- _INSTRUCTIONS TO FOLLOW_
Your answer must consist of the lines running from the one that holds "One point per instance of the grey" to the end of the data, copied exactly.

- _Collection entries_
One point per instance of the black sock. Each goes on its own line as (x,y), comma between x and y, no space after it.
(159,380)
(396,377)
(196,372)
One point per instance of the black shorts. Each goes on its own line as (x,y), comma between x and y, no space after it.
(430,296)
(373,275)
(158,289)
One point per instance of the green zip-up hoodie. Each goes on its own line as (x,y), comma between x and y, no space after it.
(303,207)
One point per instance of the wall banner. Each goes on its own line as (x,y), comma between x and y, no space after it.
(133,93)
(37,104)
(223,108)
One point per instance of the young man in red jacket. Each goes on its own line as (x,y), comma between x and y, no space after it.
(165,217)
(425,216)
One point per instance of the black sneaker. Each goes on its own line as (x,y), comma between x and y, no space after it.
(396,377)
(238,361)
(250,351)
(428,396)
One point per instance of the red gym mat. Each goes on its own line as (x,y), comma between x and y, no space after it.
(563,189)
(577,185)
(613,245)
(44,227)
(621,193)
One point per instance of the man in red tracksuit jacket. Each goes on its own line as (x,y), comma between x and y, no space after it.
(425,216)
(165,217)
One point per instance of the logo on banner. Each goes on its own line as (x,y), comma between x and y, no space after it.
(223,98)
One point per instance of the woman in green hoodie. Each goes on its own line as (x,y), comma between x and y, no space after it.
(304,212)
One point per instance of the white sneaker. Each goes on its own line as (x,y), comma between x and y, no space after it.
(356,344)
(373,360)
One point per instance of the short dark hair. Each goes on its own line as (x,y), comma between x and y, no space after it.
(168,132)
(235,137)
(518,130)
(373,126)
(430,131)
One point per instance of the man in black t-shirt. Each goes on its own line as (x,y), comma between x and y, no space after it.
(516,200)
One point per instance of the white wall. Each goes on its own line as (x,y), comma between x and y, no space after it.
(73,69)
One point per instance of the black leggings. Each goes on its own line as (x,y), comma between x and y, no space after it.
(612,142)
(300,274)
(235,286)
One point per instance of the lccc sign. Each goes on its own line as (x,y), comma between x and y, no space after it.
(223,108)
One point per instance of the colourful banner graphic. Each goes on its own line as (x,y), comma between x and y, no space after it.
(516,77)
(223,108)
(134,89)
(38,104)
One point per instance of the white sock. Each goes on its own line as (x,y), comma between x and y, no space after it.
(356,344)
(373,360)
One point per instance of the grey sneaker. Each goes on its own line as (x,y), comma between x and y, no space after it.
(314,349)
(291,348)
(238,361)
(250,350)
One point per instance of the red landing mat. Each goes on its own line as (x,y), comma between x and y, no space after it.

- _SOLUTION TO THIS PROBLEM_
One point per instance of the grey sneaker. Each goes on its own line as (x,y), comma between x and y, no space after it.
(314,349)
(291,348)
(238,361)
(250,350)
One point per instance of the red landing mat. Each goes on its own line as (x,y), comma between x and y, no space after it.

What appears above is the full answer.